What to produce
Find the line containing "of the pond", then output it and every line after it through the end of the listing below, exactly as written.

▽

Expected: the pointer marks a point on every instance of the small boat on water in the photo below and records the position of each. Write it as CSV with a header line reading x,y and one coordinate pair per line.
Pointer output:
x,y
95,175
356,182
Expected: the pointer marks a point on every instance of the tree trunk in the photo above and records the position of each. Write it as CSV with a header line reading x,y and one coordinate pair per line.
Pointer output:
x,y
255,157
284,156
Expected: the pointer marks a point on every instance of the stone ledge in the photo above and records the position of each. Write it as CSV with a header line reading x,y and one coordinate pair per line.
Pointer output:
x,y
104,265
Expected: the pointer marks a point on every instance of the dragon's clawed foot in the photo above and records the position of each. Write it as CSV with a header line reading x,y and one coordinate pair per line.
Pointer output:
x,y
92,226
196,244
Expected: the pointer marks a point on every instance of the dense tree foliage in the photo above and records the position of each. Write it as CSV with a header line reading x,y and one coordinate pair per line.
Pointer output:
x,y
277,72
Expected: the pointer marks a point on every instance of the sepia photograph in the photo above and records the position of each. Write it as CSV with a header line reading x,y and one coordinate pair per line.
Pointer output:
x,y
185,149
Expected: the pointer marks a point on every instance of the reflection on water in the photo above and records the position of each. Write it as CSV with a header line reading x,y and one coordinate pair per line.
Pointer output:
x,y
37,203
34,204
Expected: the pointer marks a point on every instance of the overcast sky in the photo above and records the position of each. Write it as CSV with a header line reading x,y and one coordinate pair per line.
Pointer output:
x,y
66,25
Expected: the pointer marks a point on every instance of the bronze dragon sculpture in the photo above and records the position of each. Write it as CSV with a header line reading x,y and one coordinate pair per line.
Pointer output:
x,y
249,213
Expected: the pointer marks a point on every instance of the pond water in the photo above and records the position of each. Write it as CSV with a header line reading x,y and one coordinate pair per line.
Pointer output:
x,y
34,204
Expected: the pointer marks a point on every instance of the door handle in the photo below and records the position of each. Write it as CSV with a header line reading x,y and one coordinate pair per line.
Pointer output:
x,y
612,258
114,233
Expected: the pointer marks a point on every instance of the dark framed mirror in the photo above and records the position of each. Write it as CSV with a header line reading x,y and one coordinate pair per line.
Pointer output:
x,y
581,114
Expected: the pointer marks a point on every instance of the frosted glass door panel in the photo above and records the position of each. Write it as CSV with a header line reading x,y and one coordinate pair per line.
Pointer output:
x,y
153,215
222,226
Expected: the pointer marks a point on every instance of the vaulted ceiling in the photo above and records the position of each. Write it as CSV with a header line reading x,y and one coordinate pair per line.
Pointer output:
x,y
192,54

△

Correct output
Expected: the pointer marks a point on every instance of the pond water in the photo above and records the position of each. Write it as CSV with a header line reading x,y and one coordinate pair per line.
Pointer output:
x,y
34,204
Expected: the pointer marks a point on every instance of the door handle in the photo below and records the position of each. Write it as CSV with a header line reading x,y and one coordinate pair per line.
Pointer output:
x,y
612,258
114,233
Expected: the pointer marks a point on every instance of the dark framed mirror in the photo above and records the position of each. Write it as CSV with a header line reading x,y and one coordinate pair per line.
Pointer output:
x,y
581,114
Expected: the pointer marks a point on every instance of the frosted glass door panel in the photo above and records the position of each. Write it as CSV with a header line reading x,y and one coordinate pair per line.
Pointer output:
x,y
153,215
222,226
Expected: the pointer marks a point on every instance of the vaulted ceiling in the photo above and records the position of each. Write it as CSV with a header line reading x,y and one coordinate pair per line.
Pointer output:
x,y
192,54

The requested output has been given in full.